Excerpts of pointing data
□ □ □ □ □

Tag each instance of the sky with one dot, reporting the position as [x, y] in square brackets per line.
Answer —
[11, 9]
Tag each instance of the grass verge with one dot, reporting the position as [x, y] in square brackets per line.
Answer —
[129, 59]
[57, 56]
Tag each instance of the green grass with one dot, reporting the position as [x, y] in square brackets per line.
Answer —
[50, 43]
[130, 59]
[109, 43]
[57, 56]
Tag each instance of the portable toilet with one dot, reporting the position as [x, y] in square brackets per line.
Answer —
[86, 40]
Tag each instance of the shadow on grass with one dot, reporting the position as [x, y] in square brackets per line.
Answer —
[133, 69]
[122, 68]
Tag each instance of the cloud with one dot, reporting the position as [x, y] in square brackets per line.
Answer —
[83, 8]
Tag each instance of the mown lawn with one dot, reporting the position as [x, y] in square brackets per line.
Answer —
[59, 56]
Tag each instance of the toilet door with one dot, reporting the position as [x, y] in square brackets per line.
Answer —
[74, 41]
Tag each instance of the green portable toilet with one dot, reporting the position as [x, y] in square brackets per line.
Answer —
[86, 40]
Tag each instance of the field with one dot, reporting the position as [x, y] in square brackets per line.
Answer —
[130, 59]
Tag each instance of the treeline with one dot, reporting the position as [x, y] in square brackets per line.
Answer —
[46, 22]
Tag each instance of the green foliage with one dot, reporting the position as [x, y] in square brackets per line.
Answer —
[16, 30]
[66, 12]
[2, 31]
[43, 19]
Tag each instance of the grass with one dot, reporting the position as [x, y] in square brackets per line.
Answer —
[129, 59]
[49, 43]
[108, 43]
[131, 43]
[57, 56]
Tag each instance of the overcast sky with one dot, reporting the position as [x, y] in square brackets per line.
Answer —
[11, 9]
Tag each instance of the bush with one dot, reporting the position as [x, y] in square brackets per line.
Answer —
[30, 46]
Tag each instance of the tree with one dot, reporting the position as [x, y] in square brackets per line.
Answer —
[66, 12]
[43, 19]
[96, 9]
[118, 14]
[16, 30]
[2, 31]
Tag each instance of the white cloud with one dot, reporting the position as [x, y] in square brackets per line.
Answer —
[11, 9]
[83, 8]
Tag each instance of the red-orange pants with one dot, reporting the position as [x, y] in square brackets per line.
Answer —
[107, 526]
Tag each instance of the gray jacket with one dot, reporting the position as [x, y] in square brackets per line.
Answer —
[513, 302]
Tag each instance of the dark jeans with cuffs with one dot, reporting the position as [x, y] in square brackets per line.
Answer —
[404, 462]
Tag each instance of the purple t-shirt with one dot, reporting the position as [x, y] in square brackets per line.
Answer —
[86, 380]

□ □ □ □ □

TASK INSTRUCTIONS
Reproduce verbatim every line of the rows from the line containing "Tag each instance of the red-orange" down to the end of the rows, including both.

RESPONSE
Tag each instance of the red-orange pants with one dot, reporting the position as [x, y] in square brackets per line.
Answer —
[107, 526]
Tag each instance of the gray jacket with one dot, reporting the position as [x, y] in square brackets per line.
Answer —
[513, 302]
Tag each instance of the dark jeans with cuffs with one dot, reporting the position as [x, y] in square brackets per line.
Answer —
[404, 462]
Tag each instance of the purple t-shirt with one dot, reporting the position as [x, y] in square brackets per line.
Answer —
[86, 380]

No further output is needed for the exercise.